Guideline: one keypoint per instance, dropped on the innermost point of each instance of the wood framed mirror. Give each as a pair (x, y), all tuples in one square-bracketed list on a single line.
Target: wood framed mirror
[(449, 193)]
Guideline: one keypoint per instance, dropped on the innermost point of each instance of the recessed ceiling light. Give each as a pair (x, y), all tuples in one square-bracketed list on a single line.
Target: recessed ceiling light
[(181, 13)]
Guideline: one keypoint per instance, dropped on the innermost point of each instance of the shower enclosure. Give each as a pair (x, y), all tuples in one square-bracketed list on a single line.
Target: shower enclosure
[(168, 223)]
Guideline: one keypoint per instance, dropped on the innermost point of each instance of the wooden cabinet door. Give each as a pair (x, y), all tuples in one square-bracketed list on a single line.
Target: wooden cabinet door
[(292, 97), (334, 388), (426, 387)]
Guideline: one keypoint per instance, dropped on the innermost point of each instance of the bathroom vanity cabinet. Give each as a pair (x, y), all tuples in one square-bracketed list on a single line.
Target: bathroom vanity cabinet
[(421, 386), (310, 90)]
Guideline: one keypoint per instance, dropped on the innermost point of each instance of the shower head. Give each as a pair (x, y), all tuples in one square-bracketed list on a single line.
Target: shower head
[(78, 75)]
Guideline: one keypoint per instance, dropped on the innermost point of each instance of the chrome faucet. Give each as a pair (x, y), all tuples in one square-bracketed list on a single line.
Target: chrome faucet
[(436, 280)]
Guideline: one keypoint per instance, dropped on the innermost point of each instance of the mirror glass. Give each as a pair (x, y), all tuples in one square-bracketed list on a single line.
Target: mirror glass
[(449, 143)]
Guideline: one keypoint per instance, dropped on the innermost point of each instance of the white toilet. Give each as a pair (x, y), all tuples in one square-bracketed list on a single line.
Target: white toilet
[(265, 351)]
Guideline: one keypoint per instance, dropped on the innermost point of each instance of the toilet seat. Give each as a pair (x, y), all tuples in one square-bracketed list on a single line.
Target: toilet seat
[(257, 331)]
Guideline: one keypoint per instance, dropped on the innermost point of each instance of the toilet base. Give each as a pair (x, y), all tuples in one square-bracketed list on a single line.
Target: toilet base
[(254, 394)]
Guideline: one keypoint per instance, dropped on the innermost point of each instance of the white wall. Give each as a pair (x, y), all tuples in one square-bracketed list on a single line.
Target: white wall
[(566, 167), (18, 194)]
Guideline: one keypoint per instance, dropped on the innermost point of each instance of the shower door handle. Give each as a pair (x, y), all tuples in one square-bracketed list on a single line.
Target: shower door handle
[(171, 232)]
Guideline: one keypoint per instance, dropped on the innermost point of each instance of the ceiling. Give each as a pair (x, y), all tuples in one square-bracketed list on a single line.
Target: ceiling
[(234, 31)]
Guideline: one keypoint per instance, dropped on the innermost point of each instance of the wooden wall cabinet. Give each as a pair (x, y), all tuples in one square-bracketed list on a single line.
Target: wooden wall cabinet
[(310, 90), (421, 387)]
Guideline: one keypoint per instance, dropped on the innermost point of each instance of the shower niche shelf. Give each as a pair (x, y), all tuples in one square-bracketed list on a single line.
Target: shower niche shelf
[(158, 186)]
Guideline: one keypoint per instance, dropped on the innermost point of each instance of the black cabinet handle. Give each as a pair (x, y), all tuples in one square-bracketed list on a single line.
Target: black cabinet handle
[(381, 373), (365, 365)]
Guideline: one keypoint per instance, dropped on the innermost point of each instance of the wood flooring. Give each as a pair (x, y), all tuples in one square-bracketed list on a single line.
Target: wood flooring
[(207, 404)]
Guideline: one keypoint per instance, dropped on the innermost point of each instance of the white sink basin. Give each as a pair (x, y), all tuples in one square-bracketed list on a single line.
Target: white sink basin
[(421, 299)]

- - - -

Each record above must be given again exactly.

▶ _ANSWER TO THIS TASK_:
Guideline: one keypoint per instance, dropped on the innermost point of each instance of the wood framed mirror. Give each as a pair (x, y), all tuples in one square-bracketed list on a single line.
Target: wood framed mirror
[(449, 193)]
Guideline: one keypoint per instance, dropped on the innermost point of each instance of the recessed ceiling light. Give each as a pair (x, y), all tuples in one square-bracketed list on a single line.
Target: recessed ceiling light
[(181, 13)]
Guideline: one keypoint per instance, dropped on the innermost point of each instance of the shower enclosure. Give each as a pair (x, y), all tuples in one square-bracketed list on a single line.
Target: shower enclosure
[(168, 223)]
Guideline: one keypoint per instance, dropped on the innermost point of each instance of the wooden cabinet door. Give each as a pair (x, y), all tuples in one square-bracketed list on a single line.
Target: wooden cabinet door
[(292, 97), (334, 388), (426, 387)]
Guideline: one keypoint per instance, dropped on the innermost point of each instance of the bathroom vanity cabinet. Give each as a pair (x, y), all tuples in one square-bracketed list on a single line.
Target: bathroom vanity cabinet
[(421, 386), (310, 90)]
Guideline: one keypoint per instance, dropped on the innermost point of each instance of the shower head. Give each as a pair (x, y), all tuples in one square-bracketed list on a single line.
Target: shower head
[(78, 75)]
Guideline: one keypoint per instance, dropped on the innermost point of each instance of the chrome faucet. Give each as a pair (x, y), all tuples in one square-bracketed list on a single line.
Target: chrome faucet
[(436, 280)]
Guideline: one keypoint per instance, dropped on the innermost point of each instance of the mirror glass. Give each as a pair (x, y), all tuples in one square-bracketed list on a single line.
Target: mirror glass
[(449, 143)]
Guideline: one keypoint per instance, dropped on the innermost point of each instance of the white toilet. Give each as a pair (x, y), all tuples in one square-bracketed list on a single line.
Target: white toilet
[(265, 351)]
Guideline: one keypoint per instance, dropped on the innermost point of each instance of the toilet seat. Give each as a pair (x, y), all tuples in one square-bracketed list on a single line.
Target: toilet seat
[(257, 331)]
Guideline: one keypoint per instance, dropped on the innermost point of each instance of the toilet base. Give each as a pair (x, y), all tuples in one square-bracketed list on a single line.
Target: toilet base
[(254, 394)]
Guideline: one keypoint per instance, dropped on the innermost point of each instance of the white wall. Give each as a pair (x, y), all tuples in one square-bracketed list on a single line.
Target: white wall
[(566, 167), (18, 194)]
Guideline: one keypoint per instance, dropped on the innermost point of each instance of the shower door handle. Give each as a pair (x, y), all tuples in one square-bracketed list on a single line.
Target: shower door handle
[(171, 232)]
Guideline: one keypoint per instance, dropped on the innermost point of each instance of the ceiling. Give each as a pair (x, y), all tuples in one square-bracketed list on a single line.
Target: ceiling
[(234, 31)]
Guideline: one keypoint per instance, dropped on the innermost point of each instance of the wooden wall cabinet. Give each as a pair (x, y), all tuples in one square-bracketed list on a single line.
Target: wooden wall cabinet
[(310, 90), (421, 387)]
Guideline: one keypoint per instance, dropped on the innermost point of each instance of the shower niche shelf. Give each as a pair (x, y), all tuples in one square-bracketed list on a single line.
Target: shower niche shelf
[(158, 186)]
Guideline: one keypoint per instance, dropped on the innermost point of each instance of the black cabinet handle. Give each as a pair (x, y), all tuples in one square-bracketed list on a single line.
Target: black cabinet handle
[(381, 373), (365, 365)]
Guideline: one keypoint per instance, dropped on the innermost point of each instance of the wood flooring. Give each as a pair (x, y), all tuples in one square-bracketed list on a single line.
Target: wood flooring
[(207, 404)]
Guideline: one keypoint per instance, dropped on the innermost point of each instance of the white sink basin. Give each as a pair (x, y), all tuples in one square-bracketed list on a single line.
Target: white sink basin
[(421, 299)]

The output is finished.